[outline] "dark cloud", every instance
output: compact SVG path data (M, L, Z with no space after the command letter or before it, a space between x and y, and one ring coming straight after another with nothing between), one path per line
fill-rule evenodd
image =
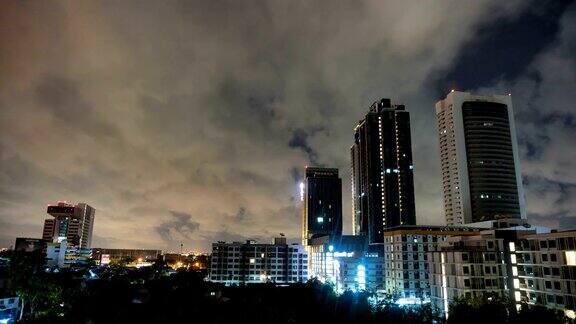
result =
M170 218L156 227L160 237L166 242L189 240L192 234L200 229L200 223L192 220L192 215L170 211Z
M246 208L240 207L240 209L238 209L238 212L234 216L234 220L237 222L245 222L248 219L249 219L249 215L246 212Z
M532 60L552 44L561 28L560 17L571 2L532 0L517 16L481 24L449 73L434 76L438 95L450 89L489 87L495 80L512 81L521 76Z
M318 154L314 152L307 141L308 137L314 133L315 131L309 133L303 129L296 129L292 132L292 138L288 142L288 146L301 149L308 156L308 161L310 161L311 165L318 165Z

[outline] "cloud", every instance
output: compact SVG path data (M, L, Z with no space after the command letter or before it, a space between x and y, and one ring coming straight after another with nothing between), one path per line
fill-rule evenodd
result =
M482 91L511 92L529 220L576 226L576 6L559 20L559 33L517 78Z
M66 199L96 208L95 245L208 250L215 240L297 238L297 183L318 164L340 170L350 232L353 128L391 97L411 112L418 221L443 223L431 75L448 74L478 28L526 7L2 1L2 220L38 236L45 204ZM558 39L533 63L542 82L518 79L513 92L568 114L570 70L546 73L568 59L569 37ZM517 106L519 119L535 111ZM570 128L533 137L526 118L518 128L535 153L525 158L541 164L523 163L524 173L573 178L558 151ZM550 150L539 138L551 136L565 140Z
M170 211L170 218L156 227L160 237L166 242L178 242L179 239L189 240L200 229L200 223L192 220L192 215Z

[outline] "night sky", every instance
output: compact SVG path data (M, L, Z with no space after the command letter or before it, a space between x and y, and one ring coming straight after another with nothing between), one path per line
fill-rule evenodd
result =
M298 241L305 165L343 177L381 97L411 112L417 221L443 224L434 103L512 94L529 220L576 228L576 3L0 1L0 247L46 205L94 247Z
- - - -
• [Work task]
For the string "cloud", count every line of the material where it appears and state only the count.

• [Solution]
2